▸ WRITTEN PROBLEM
Rewrite the stretch of lines below from the one containing "locate: chrome faucet" through the end of the lines, putting "metal faucet" in place of "chrome faucet" and leaving everything else the same.
-- BEGIN GIVEN DATA --
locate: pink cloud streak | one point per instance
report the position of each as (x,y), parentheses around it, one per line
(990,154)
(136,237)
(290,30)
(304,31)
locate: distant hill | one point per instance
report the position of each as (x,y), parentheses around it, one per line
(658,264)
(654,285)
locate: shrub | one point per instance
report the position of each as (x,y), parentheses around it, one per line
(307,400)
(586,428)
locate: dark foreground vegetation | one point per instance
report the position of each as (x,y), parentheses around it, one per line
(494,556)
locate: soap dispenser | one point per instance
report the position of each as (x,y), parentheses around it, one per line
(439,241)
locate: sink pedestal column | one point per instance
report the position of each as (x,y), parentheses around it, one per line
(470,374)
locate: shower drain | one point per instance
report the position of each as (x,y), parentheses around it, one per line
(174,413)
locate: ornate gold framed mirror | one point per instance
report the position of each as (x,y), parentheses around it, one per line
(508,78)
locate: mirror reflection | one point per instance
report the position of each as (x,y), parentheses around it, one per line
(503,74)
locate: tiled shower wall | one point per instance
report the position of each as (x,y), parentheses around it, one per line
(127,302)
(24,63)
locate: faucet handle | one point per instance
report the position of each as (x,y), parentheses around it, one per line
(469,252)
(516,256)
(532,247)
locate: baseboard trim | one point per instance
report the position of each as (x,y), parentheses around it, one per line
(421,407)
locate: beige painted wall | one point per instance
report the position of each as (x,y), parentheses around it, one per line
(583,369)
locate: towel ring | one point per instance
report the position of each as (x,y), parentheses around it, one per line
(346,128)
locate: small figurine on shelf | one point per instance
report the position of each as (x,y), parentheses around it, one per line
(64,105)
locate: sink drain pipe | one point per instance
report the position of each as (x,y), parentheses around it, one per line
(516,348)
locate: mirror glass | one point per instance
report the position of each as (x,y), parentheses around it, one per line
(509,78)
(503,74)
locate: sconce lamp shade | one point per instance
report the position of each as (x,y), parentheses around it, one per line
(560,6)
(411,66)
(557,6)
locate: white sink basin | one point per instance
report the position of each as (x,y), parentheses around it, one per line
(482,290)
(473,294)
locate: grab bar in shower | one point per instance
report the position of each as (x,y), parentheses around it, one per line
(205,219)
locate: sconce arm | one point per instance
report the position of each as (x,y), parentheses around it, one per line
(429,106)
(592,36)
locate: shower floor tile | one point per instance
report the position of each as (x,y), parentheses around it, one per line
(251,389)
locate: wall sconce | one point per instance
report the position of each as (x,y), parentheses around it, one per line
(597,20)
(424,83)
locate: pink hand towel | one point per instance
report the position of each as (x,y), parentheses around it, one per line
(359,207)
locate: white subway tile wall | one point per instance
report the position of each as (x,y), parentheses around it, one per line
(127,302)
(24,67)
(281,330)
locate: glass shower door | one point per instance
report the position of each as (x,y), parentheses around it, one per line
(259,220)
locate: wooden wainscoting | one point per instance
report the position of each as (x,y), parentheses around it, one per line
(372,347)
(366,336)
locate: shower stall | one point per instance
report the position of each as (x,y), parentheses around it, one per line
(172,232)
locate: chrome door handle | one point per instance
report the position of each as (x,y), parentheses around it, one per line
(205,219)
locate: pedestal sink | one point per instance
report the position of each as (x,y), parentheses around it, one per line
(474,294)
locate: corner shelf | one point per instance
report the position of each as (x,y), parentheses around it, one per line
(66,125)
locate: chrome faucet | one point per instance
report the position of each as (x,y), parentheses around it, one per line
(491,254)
-- END GIVEN DATA --
▸ REPLY TO THE EXERCISE
locate: metal faucet | one point per instance
report the position of each as (x,y), parentheses around it, one per line
(491,254)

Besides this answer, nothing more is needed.